# AIM
Count the lines in the items below that contain the string "referee", and give only that number.

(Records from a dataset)
▬▬▬▬▬▬▬▬▬▬
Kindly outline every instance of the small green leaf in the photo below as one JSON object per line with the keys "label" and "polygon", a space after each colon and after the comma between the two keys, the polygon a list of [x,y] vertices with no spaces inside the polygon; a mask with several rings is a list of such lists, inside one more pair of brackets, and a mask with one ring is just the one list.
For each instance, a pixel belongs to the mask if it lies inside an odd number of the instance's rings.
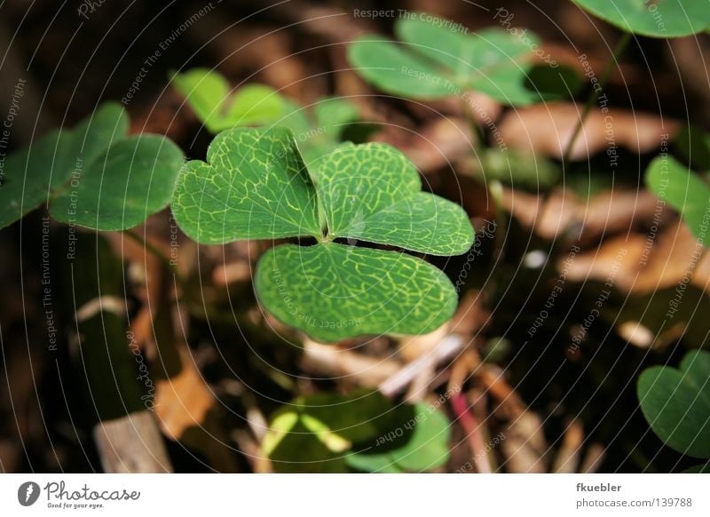
{"label": "small green leaf", "polygon": [[643,416],[659,438],[683,454],[710,457],[710,353],[689,352],[680,370],[645,370],[637,392]]}
{"label": "small green leaf", "polygon": [[696,171],[710,171],[710,134],[694,125],[683,125],[673,143]]}
{"label": "small green leaf", "polygon": [[272,418],[262,449],[277,472],[422,472],[448,458],[449,423],[432,406],[378,392],[299,397]]}
{"label": "small green leaf", "polygon": [[710,28],[706,0],[573,1],[622,30],[651,37],[679,37]]}
{"label": "small green leaf", "polygon": [[570,67],[536,65],[525,78],[525,87],[531,91],[542,95],[546,100],[570,99],[578,93],[584,81]]}
{"label": "small green leaf", "polygon": [[207,161],[185,164],[172,203],[178,224],[193,240],[320,235],[315,188],[289,130],[223,131]]}
{"label": "small green leaf", "polygon": [[436,63],[383,36],[358,38],[348,47],[348,59],[360,76],[393,95],[435,99],[456,93],[457,86]]}
{"label": "small green leaf", "polygon": [[425,334],[448,321],[457,302],[451,281],[423,260],[335,243],[272,248],[255,285],[270,313],[322,342]]}
{"label": "small green leaf", "polygon": [[[423,403],[395,410],[391,431],[345,461],[365,472],[424,472],[449,458],[450,424],[441,411]],[[384,437],[393,437],[391,441]]]}
{"label": "small green leaf", "polygon": [[314,163],[341,143],[343,131],[359,116],[358,107],[345,99],[326,98],[306,109],[295,102],[286,103],[288,115],[279,125],[289,128],[304,161]]}
{"label": "small green leaf", "polygon": [[390,407],[372,391],[298,397],[273,415],[262,449],[276,472],[347,472],[345,451],[377,436]]}
{"label": "small green leaf", "polygon": [[157,135],[128,137],[86,162],[50,213],[60,222],[103,231],[132,228],[168,206],[183,153]]}
{"label": "small green leaf", "polygon": [[319,201],[331,238],[460,255],[473,228],[457,204],[421,192],[419,173],[386,144],[344,144],[316,163]]}
{"label": "small green leaf", "polygon": [[707,246],[710,234],[710,186],[670,156],[659,156],[646,170],[646,185],[681,213],[698,241]]}
{"label": "small green leaf", "polygon": [[532,51],[540,44],[532,32],[489,28],[468,34],[449,20],[421,13],[399,19],[395,32],[402,44],[366,36],[349,49],[359,73],[384,91],[433,99],[470,89],[512,106],[547,99],[546,91],[525,84]]}
{"label": "small green leaf", "polygon": [[109,102],[73,130],[61,129],[8,156],[0,181],[0,228],[20,219],[43,203],[72,174],[105,152],[128,132],[122,107]]}
{"label": "small green leaf", "polygon": [[174,74],[172,84],[212,133],[238,126],[271,124],[285,109],[283,97],[273,88],[247,84],[233,95],[227,80],[209,68]]}

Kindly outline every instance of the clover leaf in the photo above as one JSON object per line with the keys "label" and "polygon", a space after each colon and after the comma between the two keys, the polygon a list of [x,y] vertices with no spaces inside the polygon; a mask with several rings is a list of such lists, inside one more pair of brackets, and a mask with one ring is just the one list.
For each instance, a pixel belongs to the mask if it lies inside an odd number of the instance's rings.
{"label": "clover leaf", "polygon": [[681,212],[695,238],[708,245],[710,185],[671,156],[655,158],[646,170],[646,185],[659,199]]}
{"label": "clover leaf", "polygon": [[[475,90],[511,106],[548,99],[528,76],[532,49],[540,44],[530,31],[488,28],[469,34],[444,19],[412,13],[395,22],[400,43],[367,35],[348,50],[358,72],[379,89],[411,99],[435,99]],[[569,75],[564,70],[562,80]],[[558,81],[548,74],[552,98],[559,98]]]}
{"label": "clover leaf", "polygon": [[264,84],[247,84],[234,92],[224,76],[209,68],[173,73],[171,82],[209,132],[284,126],[294,132],[306,163],[340,144],[344,129],[359,115],[346,99],[325,98],[306,108]]}
{"label": "clover leaf", "polygon": [[171,82],[212,133],[273,123],[284,115],[285,99],[265,84],[247,84],[233,94],[227,80],[209,68],[174,73]]}
{"label": "clover leaf", "polygon": [[313,338],[429,332],[454,314],[451,281],[408,255],[333,242],[464,253],[473,228],[462,208],[421,191],[419,175],[385,144],[343,144],[306,169],[293,133],[274,127],[223,131],[208,163],[188,162],[172,209],[198,243],[315,237],[264,255],[255,286],[263,306]]}
{"label": "clover leaf", "polygon": [[643,416],[659,438],[688,456],[710,458],[710,353],[689,352],[680,369],[645,370],[637,393]]}
{"label": "clover leaf", "polygon": [[710,28],[706,0],[572,0],[622,30],[651,37],[679,37]]}
{"label": "clover leaf", "polygon": [[106,103],[9,156],[0,227],[47,202],[57,220],[99,230],[133,227],[167,206],[183,153],[162,136],[127,136],[128,126],[123,108]]}
{"label": "clover leaf", "polygon": [[286,111],[279,124],[294,132],[304,161],[309,166],[337,147],[344,130],[359,117],[354,104],[337,97],[322,99],[310,109],[287,101]]}
{"label": "clover leaf", "polygon": [[456,308],[451,281],[430,264],[334,243],[272,248],[255,283],[269,312],[323,342],[431,332]]}
{"label": "clover leaf", "polygon": [[262,449],[276,472],[422,472],[448,459],[449,422],[432,406],[378,392],[299,397],[271,419]]}
{"label": "clover leaf", "polygon": [[347,464],[359,471],[380,473],[422,472],[444,465],[451,433],[446,417],[422,402],[399,406],[394,413],[390,432],[349,455]]}

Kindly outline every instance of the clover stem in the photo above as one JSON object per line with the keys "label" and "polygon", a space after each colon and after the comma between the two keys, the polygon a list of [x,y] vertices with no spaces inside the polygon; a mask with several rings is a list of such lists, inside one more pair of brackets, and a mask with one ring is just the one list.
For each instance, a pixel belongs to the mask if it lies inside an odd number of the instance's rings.
{"label": "clover stem", "polygon": [[580,117],[580,121],[577,123],[574,131],[572,133],[570,141],[567,142],[567,147],[564,149],[564,154],[563,155],[562,158],[563,163],[567,163],[570,161],[570,155],[572,155],[572,148],[574,147],[574,142],[577,141],[577,138],[580,136],[580,133],[582,131],[584,122],[587,120],[587,117],[589,116],[589,113],[592,111],[592,107],[594,107],[595,103],[599,99],[599,94],[604,91],[604,88],[606,88],[606,84],[609,83],[609,78],[611,76],[611,71],[614,68],[614,65],[619,64],[619,58],[621,57],[621,54],[627,48],[627,45],[628,45],[628,43],[631,41],[631,36],[632,35],[630,32],[627,32],[619,41],[616,48],[614,49],[614,52],[611,54],[611,57],[609,58],[609,60],[606,62],[606,66],[602,72],[602,76],[599,79],[599,87],[592,88],[592,91],[589,92],[589,96],[587,98],[587,103],[584,105],[582,115]]}
{"label": "clover stem", "polygon": [[[470,106],[469,105],[469,103],[466,102],[466,100],[463,98],[462,98],[462,103],[463,106],[463,113],[465,114],[466,120],[469,123],[469,126],[471,128],[471,131],[476,136],[476,142],[473,145],[472,150],[474,154],[474,158],[477,160],[478,159],[477,150],[483,149],[485,135],[484,134],[483,128],[477,122],[476,122],[476,118],[474,117],[473,113],[471,113]],[[481,167],[481,170],[483,170],[483,167]],[[496,228],[502,228],[506,222],[505,211],[502,209],[503,186],[498,179],[493,179],[490,181],[489,185],[487,185],[487,188],[488,188],[489,199],[491,199],[493,203],[493,213],[495,216]],[[505,239],[503,236],[503,232],[496,231],[495,240],[493,244],[494,248],[493,256],[496,258],[496,259],[503,251],[504,240]]]}
{"label": "clover stem", "polygon": [[477,122],[476,117],[471,112],[470,105],[466,102],[466,99],[463,97],[461,97],[461,102],[463,110],[463,116],[466,118],[466,123],[469,124],[469,127],[471,130],[471,136],[476,139],[476,141],[473,143],[473,147],[474,149],[476,147],[480,147],[483,146],[484,140],[485,139],[483,128],[481,127],[481,124]]}
{"label": "clover stem", "polygon": [[175,265],[170,260],[168,260],[168,258],[165,257],[165,255],[163,255],[160,250],[158,250],[155,246],[148,243],[146,239],[141,237],[133,230],[123,230],[123,235],[130,237],[133,241],[143,246],[144,250],[150,252],[156,258],[158,258],[158,260],[160,260],[161,263],[173,274],[176,281],[178,281],[178,283],[179,283],[181,286],[185,285],[185,281],[182,277],[182,274],[180,274],[180,273],[175,267]]}

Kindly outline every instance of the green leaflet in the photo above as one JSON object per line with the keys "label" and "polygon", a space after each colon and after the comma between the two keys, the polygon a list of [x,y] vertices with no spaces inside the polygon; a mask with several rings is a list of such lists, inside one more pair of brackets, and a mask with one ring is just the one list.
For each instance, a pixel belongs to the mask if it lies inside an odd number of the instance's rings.
{"label": "green leaflet", "polygon": [[643,416],[659,438],[683,454],[710,457],[710,353],[689,352],[679,370],[645,370],[637,393]]}
{"label": "green leaflet", "polygon": [[128,137],[122,107],[106,103],[73,130],[59,130],[8,157],[0,227],[52,201],[59,221],[99,230],[135,227],[172,195],[182,151],[154,135]]}
{"label": "green leaflet", "polygon": [[292,133],[235,128],[219,133],[208,163],[185,164],[175,219],[198,243],[320,235],[315,188]]}
{"label": "green leaflet", "polygon": [[710,28],[706,0],[573,0],[589,12],[627,32],[679,37]]}
{"label": "green leaflet", "polygon": [[425,334],[454,314],[456,292],[430,264],[335,243],[272,248],[255,278],[261,303],[322,342],[363,334]]}
{"label": "green leaflet", "polygon": [[432,255],[460,255],[473,243],[461,207],[421,192],[419,173],[386,144],[345,144],[317,162],[328,235]]}
{"label": "green leaflet", "polygon": [[[403,436],[395,438],[391,443],[384,440],[375,441],[370,447],[347,457],[347,464],[363,472],[423,472],[442,466],[449,458],[449,421],[440,411],[422,402],[414,405],[414,417],[408,422],[414,424],[406,436],[402,423],[407,422],[409,408],[398,408]],[[395,410],[396,411],[398,410]]]}
{"label": "green leaflet", "polygon": [[212,133],[237,126],[272,124],[284,115],[286,99],[264,84],[247,84],[233,94],[219,72],[193,68],[174,74],[172,84]]}
{"label": "green leaflet", "polygon": [[[537,36],[525,30],[489,28],[462,32],[443,19],[412,13],[395,23],[401,44],[365,36],[348,50],[358,72],[381,90],[412,99],[440,99],[476,90],[511,106],[559,98],[530,82],[529,63]],[[564,80],[568,71],[561,76]],[[549,77],[545,76],[546,84]]]}
{"label": "green leaflet", "polygon": [[681,213],[695,238],[710,243],[710,186],[670,156],[659,156],[646,170],[646,185]]}
{"label": "green leaflet", "polygon": [[82,167],[50,214],[98,230],[132,228],[168,206],[183,162],[180,148],[165,137],[125,138]]}
{"label": "green leaflet", "polygon": [[300,397],[272,418],[262,448],[276,472],[422,472],[448,458],[449,422],[377,392]]}
{"label": "green leaflet", "polygon": [[209,68],[173,74],[171,82],[210,132],[284,126],[293,131],[309,164],[335,147],[343,130],[359,116],[346,99],[326,98],[305,108],[264,84],[247,84],[233,93],[225,76]]}

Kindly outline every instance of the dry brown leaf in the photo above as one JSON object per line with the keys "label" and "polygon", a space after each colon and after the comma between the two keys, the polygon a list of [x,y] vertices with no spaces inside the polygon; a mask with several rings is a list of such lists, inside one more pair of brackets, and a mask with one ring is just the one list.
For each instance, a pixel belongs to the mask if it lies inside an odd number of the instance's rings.
{"label": "dry brown leaf", "polygon": [[[582,199],[570,189],[556,188],[547,196],[518,190],[503,190],[503,208],[527,228],[546,239],[555,239],[574,227],[575,234],[594,238],[628,231],[645,225],[658,207],[648,191],[618,188]],[[667,213],[662,209],[659,214]]]}
{"label": "dry brown leaf", "polygon": [[[562,157],[580,122],[584,107],[564,102],[548,102],[509,111],[500,131],[506,144],[528,152]],[[544,128],[541,130],[540,128]],[[575,140],[572,160],[582,160],[610,147],[611,143],[643,154],[658,148],[673,135],[678,123],[655,115],[627,109],[595,108]]]}
{"label": "dry brown leaf", "polygon": [[475,145],[466,121],[455,117],[429,122],[419,131],[390,128],[378,133],[377,140],[398,147],[424,173],[451,168]]}
{"label": "dry brown leaf", "polygon": [[509,473],[541,473],[547,471],[544,455],[548,444],[542,422],[532,411],[521,413],[504,432],[501,448],[506,457],[504,468]]}
{"label": "dry brown leaf", "polygon": [[[617,260],[621,250],[626,256]],[[615,264],[619,267],[615,285],[624,290],[648,293],[673,287],[690,272],[690,283],[710,293],[710,254],[680,221],[663,229],[656,241],[642,234],[607,239],[598,249],[579,254],[568,263],[568,278],[604,281]]]}
{"label": "dry brown leaf", "polygon": [[584,443],[584,428],[580,421],[574,420],[567,427],[562,446],[555,457],[552,472],[572,473],[580,463],[580,451]]}

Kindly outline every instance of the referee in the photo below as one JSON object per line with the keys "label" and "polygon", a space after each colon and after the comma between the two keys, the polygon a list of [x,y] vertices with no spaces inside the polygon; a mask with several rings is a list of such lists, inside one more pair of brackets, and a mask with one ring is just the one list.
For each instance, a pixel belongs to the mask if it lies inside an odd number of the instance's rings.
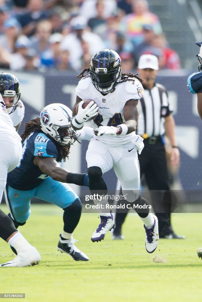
▬▬▬▬▬▬▬▬▬▬
# WRITTEN ANSWER
1